What is asked:
Please tally the lines in the records below that contain the string "circular", counting only matches with the same case. Reply with the number alone.

Available data:
** start **

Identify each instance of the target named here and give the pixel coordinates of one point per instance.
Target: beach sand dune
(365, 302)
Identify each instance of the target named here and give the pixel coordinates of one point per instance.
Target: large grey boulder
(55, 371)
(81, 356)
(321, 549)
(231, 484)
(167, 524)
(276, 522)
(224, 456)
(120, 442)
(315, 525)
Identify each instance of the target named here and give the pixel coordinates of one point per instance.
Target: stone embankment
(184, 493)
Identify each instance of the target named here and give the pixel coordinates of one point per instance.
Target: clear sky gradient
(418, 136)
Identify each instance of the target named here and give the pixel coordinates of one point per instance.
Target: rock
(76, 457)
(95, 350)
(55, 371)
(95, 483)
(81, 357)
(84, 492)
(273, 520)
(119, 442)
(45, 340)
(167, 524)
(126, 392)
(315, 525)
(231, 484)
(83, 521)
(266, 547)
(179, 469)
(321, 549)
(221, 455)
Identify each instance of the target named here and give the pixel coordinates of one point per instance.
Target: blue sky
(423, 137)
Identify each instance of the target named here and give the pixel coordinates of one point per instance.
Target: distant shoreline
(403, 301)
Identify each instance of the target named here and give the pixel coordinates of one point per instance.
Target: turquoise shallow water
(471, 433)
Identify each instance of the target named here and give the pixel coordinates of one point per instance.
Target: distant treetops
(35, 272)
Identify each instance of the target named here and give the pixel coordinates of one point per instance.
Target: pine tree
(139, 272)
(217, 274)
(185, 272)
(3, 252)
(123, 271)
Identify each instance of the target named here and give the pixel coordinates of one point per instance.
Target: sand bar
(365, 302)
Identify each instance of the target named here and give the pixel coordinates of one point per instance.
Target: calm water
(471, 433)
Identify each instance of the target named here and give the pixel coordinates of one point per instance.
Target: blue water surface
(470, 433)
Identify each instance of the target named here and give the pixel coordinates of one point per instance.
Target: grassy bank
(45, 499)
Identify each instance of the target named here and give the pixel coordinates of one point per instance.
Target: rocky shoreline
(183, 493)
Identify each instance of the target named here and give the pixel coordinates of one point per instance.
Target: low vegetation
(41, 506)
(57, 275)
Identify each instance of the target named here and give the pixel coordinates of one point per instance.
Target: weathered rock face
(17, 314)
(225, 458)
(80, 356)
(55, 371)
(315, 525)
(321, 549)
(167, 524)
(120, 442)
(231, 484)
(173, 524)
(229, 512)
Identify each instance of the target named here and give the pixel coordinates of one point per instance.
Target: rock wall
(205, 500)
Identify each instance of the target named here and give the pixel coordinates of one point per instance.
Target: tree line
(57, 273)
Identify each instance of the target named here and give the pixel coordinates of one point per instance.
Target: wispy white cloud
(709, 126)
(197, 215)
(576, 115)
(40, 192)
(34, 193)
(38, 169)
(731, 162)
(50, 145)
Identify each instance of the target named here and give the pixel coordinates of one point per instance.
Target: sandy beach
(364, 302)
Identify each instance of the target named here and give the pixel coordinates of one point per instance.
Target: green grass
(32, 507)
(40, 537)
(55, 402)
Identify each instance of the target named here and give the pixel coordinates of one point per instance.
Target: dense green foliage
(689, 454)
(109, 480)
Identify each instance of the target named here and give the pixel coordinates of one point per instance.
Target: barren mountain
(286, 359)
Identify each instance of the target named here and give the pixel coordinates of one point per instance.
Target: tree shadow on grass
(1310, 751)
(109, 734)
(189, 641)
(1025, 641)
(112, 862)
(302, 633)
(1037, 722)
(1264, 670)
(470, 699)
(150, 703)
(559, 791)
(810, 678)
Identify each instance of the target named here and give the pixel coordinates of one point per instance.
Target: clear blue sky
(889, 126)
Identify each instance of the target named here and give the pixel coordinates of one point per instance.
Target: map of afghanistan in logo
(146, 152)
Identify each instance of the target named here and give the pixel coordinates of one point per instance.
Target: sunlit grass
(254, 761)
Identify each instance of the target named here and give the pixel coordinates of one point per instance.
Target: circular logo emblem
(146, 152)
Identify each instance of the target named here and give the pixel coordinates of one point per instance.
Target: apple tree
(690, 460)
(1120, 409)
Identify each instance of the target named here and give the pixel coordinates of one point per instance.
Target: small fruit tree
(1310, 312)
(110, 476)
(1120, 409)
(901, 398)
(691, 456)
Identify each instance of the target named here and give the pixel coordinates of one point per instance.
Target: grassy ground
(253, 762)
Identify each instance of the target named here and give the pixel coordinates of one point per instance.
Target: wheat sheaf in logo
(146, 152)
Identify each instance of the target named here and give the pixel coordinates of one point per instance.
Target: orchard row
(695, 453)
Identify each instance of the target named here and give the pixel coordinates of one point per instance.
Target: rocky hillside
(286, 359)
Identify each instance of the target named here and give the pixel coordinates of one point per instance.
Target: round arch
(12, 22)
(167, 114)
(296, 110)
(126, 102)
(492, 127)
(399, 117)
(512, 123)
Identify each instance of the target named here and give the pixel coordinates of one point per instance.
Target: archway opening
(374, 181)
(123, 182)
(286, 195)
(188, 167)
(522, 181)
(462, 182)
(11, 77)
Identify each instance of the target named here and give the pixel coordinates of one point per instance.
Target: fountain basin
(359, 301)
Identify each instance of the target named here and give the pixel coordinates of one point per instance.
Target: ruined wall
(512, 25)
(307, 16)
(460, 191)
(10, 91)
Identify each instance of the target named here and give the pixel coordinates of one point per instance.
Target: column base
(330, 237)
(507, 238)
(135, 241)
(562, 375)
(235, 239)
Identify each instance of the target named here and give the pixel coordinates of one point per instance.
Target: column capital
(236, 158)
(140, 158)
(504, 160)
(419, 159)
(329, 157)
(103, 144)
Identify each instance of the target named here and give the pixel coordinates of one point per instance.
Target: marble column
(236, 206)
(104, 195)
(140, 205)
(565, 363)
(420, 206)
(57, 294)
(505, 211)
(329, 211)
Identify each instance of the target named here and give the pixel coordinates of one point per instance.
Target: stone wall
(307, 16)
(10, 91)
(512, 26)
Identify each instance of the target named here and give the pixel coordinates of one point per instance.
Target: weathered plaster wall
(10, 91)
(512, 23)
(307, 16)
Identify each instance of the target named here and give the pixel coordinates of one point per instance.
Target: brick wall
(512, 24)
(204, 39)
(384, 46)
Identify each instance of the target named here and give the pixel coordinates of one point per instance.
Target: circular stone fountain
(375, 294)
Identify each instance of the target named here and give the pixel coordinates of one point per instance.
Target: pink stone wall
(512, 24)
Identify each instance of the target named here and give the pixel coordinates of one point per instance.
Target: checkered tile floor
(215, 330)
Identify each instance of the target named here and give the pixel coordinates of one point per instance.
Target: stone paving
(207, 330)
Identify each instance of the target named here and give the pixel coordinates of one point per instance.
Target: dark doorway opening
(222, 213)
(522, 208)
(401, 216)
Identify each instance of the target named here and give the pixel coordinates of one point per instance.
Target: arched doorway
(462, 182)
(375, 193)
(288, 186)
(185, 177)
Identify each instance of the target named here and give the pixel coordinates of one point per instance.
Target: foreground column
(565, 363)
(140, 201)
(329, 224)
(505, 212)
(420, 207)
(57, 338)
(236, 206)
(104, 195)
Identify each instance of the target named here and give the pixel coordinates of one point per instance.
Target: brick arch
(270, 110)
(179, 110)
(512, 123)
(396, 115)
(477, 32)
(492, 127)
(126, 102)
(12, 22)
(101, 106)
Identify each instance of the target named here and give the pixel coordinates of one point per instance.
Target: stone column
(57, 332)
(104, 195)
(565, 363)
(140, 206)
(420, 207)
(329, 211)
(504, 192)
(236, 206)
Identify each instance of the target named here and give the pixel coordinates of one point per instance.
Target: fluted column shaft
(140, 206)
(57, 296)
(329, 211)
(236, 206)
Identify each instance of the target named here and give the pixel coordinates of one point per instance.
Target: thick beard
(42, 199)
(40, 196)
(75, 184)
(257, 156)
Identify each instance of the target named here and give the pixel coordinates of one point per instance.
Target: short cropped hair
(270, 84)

** end **

Answer to this exercise:
2